:: Data shown

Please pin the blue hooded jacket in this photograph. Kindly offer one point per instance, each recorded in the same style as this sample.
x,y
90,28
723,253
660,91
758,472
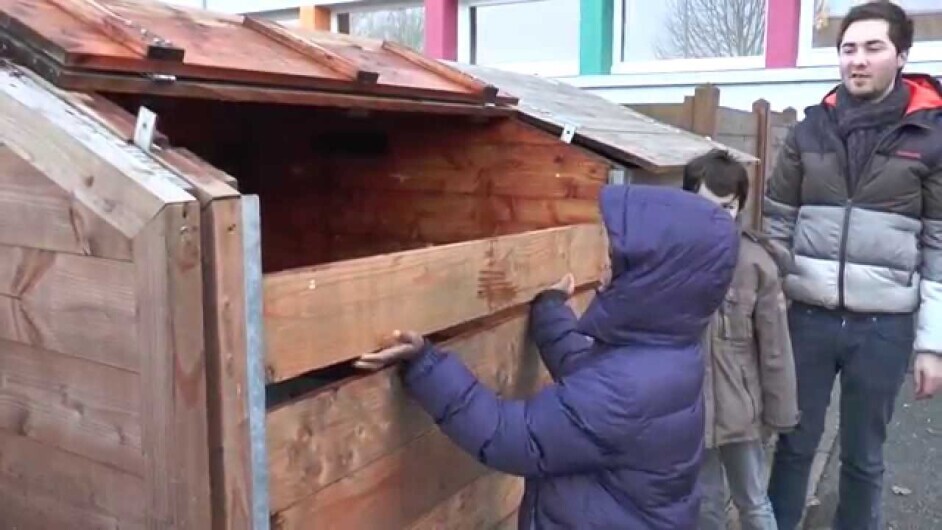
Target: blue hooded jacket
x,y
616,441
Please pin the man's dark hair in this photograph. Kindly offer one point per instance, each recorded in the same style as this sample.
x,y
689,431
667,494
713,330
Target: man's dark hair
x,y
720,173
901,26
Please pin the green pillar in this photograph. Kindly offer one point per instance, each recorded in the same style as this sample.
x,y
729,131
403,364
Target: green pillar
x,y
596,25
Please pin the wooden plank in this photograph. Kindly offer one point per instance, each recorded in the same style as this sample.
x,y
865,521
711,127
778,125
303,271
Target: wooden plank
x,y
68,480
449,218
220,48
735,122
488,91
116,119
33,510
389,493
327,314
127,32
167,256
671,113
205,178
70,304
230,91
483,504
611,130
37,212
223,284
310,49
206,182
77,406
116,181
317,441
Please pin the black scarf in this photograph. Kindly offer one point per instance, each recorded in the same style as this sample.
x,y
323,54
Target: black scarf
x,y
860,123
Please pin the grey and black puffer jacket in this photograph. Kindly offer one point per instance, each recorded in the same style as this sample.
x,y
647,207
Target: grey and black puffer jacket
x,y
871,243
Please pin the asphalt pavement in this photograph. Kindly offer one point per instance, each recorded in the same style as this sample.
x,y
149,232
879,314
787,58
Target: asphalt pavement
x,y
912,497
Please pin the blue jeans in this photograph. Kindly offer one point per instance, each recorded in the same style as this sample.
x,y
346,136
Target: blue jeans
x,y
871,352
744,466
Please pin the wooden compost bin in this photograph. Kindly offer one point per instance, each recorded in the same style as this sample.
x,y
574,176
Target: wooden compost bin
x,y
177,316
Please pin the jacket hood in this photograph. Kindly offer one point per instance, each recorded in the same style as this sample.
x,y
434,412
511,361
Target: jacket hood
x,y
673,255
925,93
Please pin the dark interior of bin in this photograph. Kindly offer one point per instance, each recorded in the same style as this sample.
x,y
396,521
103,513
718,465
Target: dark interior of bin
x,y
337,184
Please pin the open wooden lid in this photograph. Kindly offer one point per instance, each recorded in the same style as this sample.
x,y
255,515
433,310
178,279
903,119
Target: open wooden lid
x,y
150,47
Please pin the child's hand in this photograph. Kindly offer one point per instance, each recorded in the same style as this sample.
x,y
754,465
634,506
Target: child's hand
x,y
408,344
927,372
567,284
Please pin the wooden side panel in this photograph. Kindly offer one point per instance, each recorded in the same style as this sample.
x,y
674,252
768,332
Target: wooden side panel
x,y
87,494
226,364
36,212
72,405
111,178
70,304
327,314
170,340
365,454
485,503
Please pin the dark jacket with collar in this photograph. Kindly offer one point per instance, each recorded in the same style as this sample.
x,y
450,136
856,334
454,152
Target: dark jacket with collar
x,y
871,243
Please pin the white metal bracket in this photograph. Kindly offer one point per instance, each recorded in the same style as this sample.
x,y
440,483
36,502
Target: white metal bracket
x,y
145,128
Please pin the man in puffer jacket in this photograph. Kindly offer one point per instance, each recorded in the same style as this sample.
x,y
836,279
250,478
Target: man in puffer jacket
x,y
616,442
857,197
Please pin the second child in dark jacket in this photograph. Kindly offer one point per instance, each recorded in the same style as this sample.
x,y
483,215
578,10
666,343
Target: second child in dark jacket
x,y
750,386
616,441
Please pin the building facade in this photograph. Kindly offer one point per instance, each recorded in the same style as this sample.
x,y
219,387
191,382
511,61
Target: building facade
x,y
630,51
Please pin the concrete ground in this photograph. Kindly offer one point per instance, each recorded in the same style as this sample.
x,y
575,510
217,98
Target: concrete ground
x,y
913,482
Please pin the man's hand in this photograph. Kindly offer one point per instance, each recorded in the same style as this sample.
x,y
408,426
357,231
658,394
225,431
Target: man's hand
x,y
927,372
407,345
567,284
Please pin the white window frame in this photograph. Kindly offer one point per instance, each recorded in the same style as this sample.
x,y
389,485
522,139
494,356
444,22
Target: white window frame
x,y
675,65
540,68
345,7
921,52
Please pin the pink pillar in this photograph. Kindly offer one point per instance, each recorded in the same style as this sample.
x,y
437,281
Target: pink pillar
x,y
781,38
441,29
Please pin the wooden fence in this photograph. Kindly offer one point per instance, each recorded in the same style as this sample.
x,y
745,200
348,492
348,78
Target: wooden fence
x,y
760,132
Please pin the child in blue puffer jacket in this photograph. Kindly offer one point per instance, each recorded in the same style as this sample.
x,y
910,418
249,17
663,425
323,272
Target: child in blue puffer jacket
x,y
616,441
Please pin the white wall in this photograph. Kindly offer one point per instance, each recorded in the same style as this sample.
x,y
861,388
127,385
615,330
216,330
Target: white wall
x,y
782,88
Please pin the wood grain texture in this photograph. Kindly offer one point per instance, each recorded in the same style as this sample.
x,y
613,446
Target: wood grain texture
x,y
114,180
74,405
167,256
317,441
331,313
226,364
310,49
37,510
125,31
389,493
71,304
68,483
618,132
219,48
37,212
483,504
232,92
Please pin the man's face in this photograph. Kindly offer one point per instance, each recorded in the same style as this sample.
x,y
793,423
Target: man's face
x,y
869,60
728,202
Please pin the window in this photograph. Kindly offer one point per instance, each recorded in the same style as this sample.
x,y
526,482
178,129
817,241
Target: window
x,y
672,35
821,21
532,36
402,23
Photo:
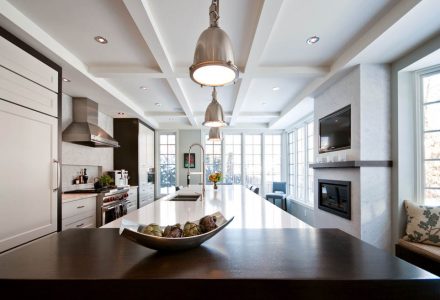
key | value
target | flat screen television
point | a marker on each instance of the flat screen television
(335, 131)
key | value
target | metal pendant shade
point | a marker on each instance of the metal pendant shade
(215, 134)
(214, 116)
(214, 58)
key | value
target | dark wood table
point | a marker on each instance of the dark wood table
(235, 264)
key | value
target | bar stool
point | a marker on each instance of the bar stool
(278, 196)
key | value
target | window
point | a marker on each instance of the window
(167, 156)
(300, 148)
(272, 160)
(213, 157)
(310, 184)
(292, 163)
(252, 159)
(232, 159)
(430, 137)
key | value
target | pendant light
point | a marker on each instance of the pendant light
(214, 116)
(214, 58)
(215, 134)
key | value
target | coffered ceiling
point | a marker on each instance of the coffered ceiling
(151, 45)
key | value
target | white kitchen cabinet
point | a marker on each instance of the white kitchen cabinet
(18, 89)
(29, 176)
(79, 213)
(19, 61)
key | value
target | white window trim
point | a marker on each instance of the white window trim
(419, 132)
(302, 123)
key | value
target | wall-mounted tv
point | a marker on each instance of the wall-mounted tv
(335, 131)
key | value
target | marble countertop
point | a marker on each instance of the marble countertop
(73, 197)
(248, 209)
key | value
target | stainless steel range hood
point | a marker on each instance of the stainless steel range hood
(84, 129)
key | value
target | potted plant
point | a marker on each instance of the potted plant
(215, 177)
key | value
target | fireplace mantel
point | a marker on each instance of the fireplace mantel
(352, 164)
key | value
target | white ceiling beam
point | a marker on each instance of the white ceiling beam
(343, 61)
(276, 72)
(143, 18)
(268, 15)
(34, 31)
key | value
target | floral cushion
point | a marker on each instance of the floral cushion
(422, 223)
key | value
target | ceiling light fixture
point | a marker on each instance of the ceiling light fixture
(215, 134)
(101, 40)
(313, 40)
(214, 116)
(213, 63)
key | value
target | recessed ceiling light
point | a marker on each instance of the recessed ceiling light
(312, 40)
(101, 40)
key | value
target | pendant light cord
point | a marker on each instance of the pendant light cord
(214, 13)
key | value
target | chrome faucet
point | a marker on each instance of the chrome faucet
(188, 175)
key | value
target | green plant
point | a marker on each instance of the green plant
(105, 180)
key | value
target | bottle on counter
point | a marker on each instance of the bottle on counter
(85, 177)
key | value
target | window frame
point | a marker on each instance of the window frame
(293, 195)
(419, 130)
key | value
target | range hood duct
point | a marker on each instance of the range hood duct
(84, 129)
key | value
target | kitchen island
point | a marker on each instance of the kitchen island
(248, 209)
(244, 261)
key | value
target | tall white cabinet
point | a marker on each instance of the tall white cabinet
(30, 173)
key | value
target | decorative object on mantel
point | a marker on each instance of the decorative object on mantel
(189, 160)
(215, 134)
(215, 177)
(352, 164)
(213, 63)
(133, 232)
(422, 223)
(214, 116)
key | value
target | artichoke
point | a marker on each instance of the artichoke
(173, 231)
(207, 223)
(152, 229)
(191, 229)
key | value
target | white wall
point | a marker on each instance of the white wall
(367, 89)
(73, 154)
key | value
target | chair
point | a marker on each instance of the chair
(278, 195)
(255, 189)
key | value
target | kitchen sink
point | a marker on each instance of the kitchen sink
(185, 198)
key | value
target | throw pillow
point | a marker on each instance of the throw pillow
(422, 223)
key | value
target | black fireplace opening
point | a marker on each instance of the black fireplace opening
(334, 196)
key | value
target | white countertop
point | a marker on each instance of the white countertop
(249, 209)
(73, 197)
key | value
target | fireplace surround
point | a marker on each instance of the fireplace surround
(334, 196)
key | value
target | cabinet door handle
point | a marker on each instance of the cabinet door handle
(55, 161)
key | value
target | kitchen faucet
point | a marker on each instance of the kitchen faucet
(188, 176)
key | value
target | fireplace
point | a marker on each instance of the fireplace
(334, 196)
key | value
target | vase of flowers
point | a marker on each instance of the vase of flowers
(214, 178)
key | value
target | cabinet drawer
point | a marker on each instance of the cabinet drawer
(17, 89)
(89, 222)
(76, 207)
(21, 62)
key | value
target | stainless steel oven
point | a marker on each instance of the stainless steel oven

::::

**What the exercise asks**
Return the final stretch of the listing exactly, starting with the line that contains "target | throw pillow" and ending with the last line.

**Response to this exercise**
target | throw pillow
point | a marker on each instance of the throw pillow
(422, 223)
key | value
target | black fireplace opening
point | a marker on each instance of the black fireplace opening
(334, 196)
key | value
target | white countertop
point | a marker on each instance of the white countertop
(249, 209)
(73, 197)
key | value
target | fireplace surround
point | a marker on each instance of the fireplace surround
(334, 196)
key | value
target | cabinet door handle
point | a marker on each instance of the cabinet door handle
(55, 161)
key | value
target | kitchen faucet
point | a marker on each instance of the kitchen faucet
(188, 176)
key | value
target | fireplace
point | a marker on each instance of the fireplace
(334, 196)
key | value
target | vase of flowers
point | a marker on each instance of the vase of flowers
(214, 178)
key | value
target | cabinet drawer
point | a marker on each instance of the cabinet drawer
(17, 89)
(89, 222)
(76, 207)
(21, 62)
key | value
target | stainless steel oven
point | a marker on each instance of the stainless steel oven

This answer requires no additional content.